═══ INPUT ROWS ═══
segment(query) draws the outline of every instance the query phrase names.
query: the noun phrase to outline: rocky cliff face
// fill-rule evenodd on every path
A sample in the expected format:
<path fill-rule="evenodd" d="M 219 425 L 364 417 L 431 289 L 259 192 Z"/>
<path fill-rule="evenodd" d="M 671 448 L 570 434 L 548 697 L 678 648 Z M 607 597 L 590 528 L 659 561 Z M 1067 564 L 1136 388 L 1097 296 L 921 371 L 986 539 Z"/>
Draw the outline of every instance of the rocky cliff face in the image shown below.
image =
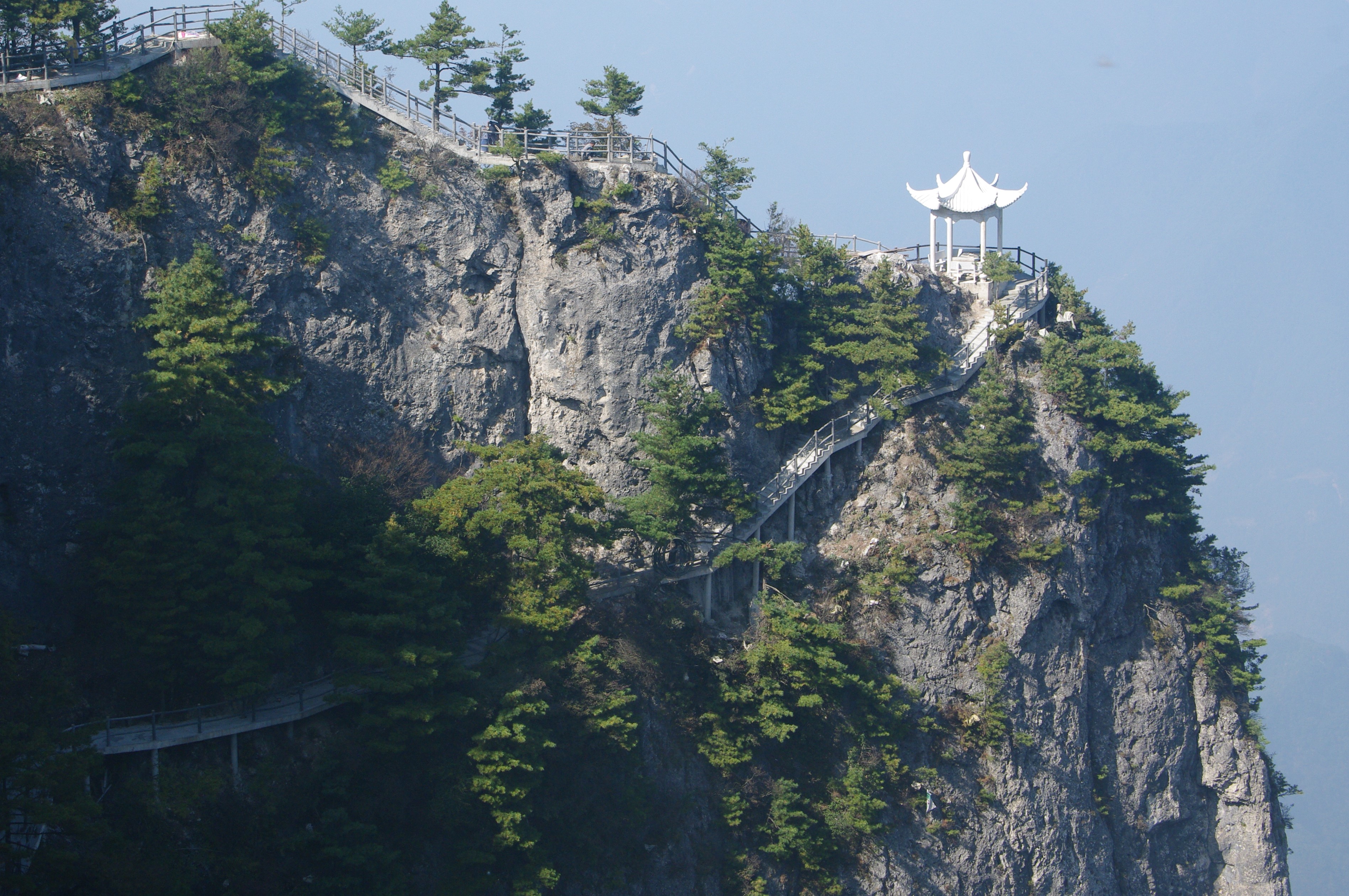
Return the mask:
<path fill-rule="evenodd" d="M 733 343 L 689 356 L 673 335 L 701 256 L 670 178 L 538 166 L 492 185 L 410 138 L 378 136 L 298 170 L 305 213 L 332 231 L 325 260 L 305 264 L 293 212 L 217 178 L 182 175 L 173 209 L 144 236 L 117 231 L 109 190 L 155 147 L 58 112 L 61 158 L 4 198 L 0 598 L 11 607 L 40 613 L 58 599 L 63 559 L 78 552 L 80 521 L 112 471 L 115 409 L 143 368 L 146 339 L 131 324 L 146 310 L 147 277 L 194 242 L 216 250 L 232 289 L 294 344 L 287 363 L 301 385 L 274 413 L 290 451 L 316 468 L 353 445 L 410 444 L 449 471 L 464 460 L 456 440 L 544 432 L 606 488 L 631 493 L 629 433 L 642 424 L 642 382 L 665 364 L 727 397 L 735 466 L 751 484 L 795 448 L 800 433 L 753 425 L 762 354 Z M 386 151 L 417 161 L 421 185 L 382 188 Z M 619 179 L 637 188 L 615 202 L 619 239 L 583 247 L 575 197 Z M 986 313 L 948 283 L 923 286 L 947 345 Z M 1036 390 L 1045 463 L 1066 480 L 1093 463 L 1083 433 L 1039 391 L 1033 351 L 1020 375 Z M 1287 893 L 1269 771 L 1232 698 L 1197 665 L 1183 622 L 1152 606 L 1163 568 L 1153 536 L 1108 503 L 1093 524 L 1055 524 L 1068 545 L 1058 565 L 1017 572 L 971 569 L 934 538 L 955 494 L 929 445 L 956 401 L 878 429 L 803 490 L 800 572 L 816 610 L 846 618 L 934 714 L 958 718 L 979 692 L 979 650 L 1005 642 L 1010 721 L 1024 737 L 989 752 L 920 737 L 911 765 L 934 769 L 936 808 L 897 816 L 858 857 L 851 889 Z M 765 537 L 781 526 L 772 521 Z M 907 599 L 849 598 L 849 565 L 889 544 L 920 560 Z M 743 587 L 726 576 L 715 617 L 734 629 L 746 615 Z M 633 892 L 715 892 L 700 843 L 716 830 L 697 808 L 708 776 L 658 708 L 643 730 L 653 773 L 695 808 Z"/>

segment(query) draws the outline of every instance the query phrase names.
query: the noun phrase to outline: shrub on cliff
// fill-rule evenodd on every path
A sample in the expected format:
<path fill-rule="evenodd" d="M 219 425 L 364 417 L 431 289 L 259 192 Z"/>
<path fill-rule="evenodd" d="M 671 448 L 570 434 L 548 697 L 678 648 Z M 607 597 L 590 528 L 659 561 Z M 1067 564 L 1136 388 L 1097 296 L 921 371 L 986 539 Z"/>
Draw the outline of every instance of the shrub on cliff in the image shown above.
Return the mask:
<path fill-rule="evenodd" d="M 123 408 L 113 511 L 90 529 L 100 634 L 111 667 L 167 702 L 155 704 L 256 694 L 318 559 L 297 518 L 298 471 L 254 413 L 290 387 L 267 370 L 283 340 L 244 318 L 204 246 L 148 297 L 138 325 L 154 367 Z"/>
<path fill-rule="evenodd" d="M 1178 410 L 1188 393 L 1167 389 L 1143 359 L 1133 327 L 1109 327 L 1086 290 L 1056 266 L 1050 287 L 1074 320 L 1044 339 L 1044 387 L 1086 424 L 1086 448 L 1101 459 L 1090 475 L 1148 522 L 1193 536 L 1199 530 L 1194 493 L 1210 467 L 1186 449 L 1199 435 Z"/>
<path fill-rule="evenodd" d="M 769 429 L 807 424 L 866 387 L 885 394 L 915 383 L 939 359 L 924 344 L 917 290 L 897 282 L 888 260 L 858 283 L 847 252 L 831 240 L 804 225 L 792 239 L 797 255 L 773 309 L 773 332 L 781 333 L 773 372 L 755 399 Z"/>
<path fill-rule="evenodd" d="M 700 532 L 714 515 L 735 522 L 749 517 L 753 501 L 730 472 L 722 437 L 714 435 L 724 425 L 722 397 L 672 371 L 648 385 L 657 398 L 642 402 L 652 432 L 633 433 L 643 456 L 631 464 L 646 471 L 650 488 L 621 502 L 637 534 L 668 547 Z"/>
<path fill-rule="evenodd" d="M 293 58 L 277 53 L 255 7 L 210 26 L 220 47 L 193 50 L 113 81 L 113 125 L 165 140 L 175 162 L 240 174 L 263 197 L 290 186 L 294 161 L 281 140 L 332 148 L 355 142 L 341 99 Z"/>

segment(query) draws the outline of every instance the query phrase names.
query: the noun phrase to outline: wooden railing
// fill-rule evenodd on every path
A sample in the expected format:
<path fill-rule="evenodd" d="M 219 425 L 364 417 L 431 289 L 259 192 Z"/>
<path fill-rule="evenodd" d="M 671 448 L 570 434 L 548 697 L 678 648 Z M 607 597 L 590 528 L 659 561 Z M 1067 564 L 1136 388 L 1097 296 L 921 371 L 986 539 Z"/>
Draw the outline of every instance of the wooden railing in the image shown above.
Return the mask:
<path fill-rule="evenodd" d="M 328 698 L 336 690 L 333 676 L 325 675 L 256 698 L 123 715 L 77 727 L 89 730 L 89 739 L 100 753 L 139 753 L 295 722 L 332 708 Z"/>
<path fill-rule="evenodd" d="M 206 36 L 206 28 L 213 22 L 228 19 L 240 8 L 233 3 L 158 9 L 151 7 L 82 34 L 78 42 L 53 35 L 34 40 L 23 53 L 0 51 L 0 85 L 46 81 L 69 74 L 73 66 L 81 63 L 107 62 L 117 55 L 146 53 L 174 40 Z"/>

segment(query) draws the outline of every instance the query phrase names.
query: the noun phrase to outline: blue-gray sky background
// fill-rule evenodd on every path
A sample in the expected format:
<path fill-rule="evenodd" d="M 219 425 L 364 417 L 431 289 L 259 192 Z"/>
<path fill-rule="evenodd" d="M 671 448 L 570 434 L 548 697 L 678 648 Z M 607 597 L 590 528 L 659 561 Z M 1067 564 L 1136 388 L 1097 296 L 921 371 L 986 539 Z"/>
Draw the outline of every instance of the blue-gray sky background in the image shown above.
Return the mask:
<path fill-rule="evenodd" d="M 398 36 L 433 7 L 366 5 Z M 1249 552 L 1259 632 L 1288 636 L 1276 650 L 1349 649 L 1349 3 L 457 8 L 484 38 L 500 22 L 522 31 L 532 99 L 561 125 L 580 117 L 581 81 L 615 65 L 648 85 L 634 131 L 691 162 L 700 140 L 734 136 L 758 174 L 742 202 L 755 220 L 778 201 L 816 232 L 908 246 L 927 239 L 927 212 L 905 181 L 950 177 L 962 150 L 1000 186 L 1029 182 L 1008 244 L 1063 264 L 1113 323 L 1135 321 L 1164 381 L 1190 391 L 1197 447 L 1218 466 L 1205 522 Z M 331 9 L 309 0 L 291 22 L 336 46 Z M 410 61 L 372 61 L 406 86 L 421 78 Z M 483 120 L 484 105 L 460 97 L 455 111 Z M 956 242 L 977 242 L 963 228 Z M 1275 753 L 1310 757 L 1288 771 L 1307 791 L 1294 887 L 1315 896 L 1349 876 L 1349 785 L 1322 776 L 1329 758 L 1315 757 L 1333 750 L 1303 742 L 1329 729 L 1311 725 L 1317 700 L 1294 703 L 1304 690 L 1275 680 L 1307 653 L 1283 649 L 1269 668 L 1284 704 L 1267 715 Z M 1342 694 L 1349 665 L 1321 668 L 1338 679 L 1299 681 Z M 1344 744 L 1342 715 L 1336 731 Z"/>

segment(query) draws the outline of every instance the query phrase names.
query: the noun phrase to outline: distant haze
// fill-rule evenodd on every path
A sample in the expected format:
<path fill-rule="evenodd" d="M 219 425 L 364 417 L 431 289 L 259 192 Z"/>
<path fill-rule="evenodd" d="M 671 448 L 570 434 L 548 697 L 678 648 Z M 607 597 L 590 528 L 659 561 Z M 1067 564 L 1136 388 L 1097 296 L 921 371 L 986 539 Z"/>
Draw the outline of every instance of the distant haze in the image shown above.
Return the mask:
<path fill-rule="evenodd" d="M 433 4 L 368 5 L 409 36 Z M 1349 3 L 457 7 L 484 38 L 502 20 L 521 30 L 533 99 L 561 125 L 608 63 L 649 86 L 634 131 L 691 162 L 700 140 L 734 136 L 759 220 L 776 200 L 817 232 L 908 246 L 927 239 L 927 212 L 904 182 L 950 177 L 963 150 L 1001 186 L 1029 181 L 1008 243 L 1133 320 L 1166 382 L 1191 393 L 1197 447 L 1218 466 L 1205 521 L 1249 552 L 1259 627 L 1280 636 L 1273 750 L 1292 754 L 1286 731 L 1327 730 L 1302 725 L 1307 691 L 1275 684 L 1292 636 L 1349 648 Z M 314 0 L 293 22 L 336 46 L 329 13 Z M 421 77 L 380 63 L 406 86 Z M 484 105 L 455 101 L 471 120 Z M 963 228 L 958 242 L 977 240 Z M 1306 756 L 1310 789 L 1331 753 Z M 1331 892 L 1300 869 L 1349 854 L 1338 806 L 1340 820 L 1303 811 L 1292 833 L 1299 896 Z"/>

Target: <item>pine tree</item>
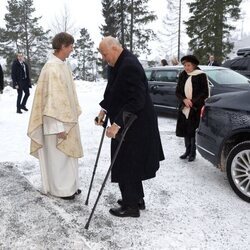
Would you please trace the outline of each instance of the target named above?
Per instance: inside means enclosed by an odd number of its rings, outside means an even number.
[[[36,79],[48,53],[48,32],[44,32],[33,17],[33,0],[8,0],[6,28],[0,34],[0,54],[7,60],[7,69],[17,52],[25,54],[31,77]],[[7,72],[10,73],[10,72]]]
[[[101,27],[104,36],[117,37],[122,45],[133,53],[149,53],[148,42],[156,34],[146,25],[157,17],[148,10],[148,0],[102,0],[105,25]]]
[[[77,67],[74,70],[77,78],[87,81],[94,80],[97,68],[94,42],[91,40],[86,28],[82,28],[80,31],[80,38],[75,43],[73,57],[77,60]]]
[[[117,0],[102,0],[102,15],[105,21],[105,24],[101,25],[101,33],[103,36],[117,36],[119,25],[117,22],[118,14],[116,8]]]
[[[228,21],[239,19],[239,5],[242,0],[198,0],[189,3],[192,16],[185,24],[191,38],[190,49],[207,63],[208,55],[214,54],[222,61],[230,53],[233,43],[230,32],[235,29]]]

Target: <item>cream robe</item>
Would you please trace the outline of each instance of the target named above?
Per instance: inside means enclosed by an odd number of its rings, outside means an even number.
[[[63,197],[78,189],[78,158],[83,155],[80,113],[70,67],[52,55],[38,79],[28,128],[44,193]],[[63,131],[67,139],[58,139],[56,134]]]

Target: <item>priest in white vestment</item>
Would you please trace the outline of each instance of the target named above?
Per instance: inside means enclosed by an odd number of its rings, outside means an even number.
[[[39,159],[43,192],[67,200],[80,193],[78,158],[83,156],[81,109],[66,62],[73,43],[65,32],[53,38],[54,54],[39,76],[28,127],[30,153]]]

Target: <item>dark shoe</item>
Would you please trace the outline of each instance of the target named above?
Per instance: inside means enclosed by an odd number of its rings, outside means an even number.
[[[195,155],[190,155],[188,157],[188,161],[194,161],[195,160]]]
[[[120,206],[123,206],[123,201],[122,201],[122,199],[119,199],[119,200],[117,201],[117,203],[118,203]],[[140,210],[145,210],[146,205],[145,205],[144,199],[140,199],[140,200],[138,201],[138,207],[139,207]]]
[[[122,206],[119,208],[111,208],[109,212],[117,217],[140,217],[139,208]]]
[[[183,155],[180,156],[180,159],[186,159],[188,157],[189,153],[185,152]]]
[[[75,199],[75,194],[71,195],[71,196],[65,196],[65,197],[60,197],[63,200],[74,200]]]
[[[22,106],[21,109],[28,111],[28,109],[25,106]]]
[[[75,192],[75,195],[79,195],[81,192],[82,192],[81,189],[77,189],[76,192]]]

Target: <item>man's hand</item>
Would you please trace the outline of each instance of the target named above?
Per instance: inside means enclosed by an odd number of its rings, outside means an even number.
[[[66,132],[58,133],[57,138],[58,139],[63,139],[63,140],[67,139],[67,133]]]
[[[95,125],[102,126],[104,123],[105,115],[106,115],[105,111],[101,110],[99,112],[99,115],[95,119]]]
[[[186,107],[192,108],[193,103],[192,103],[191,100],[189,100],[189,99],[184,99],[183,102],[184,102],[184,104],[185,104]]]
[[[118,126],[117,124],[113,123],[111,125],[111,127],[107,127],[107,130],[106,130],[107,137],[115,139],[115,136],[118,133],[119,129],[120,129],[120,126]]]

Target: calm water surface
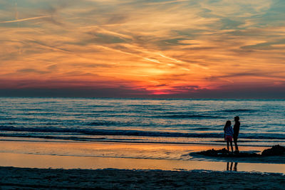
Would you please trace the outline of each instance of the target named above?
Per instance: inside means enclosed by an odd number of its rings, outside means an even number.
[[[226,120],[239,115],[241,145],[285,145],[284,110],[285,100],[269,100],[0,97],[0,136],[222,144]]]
═══
How many lines of the entries above contain the string "gray"? Reply with the count alone.

_TASK RESULT_
2